Assignment :: Copy the complete listing exactly as shown.

[Start of section]

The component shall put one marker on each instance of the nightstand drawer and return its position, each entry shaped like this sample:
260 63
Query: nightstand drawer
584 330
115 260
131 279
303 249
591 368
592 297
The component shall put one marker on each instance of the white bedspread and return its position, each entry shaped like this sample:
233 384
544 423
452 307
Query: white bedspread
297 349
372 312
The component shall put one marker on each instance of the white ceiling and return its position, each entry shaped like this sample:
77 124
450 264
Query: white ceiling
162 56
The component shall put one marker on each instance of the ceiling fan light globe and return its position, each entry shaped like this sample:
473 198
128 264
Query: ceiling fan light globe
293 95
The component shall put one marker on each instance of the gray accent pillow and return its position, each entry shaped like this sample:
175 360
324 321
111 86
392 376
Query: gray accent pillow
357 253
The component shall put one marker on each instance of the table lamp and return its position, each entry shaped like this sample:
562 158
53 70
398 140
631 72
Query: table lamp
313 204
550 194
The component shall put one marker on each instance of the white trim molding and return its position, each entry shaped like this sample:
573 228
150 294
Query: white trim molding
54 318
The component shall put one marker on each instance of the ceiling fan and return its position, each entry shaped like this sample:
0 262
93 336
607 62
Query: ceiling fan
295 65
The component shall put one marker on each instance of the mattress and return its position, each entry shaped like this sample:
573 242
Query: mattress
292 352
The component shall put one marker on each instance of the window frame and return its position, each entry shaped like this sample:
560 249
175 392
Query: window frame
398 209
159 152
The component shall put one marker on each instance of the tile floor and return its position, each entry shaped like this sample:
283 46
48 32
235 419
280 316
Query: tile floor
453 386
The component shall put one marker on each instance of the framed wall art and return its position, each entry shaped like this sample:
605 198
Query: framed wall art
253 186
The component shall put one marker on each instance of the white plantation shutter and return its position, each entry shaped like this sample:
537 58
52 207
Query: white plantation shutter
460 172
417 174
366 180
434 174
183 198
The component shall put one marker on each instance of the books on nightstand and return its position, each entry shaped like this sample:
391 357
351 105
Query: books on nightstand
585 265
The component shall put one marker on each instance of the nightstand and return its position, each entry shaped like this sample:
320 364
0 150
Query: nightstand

[End of section]

Task result ::
The component shall put one marker on each instance of the nightstand drawer and return its position, each entry shaped like this sample:
260 63
Query: nightstand drawer
584 330
115 260
131 279
303 249
591 368
592 297
The component shall put one marker on each instance of the white bedspread and return its position, each entry shaped like this sample:
233 384
544 423
452 307
Query: white bedspread
297 349
372 312
The component shall put one marker on each instance of the white ceiling and return its position, each entry shaped like this sample:
77 124
450 264
Query: white ceiling
162 56
The component shall put one marker on each instance of the ceiling fan light globe and return its position, each entry shaped like this sample:
473 198
128 264
Query: ceiling fan light globe
293 95
The component shall put one marker on each instance of the gray accent pillow and return its position, each entry shaped like this sample:
175 360
324 321
111 86
392 376
Query: gray accent pillow
357 253
The component shall put one marker on each instance of the table lamp and return its position, each entry shaped like this sample:
562 158
53 70
398 140
631 72
Query: table lamp
313 204
550 194
The component shall put one marker on each instance of the white trim molding and return its position, each entry shaped like this sample:
573 228
150 294
Query: white trim molding
54 318
The component shall put one marker on each instance of the ceiling fan and return its position, each entry shaped like this sample:
0 262
93 336
607 62
Query: ceiling fan
295 65
The component shall put one marker on each instance of the mattress and return its position, each entry shaped like this sample:
573 242
Query: mattress
292 352
The component shall put one marker on each instance of the window frame and return its position, each entry shaped like this sample:
560 249
175 392
Query: window frame
398 209
159 152
The component shall put one marker on each instance of the tile floor and return its position, each entry shaped like this sample:
283 46
48 32
235 419
280 316
Query: tile floor
453 386
The component shall put one marker on each instance of the framed wall art and return its position, each entry shaped like this sample:
605 198
Query: framed wall art
253 186
The component shall put one marker on each instance of the white plantation shutter and return its position, each entry shaped like this sample:
537 58
52 207
Query: white plantation shutter
460 172
417 174
366 180
434 174
183 198
The component shall put one marker on each instance of the books on nightstand and return its position, each entry shaped like this sample:
391 357
351 105
Query: books on nightstand
585 265
The component shall put one marker on each instance of the nightstand and return its position, each entry shaped like this sample:
320 364
0 150
Query: nightstand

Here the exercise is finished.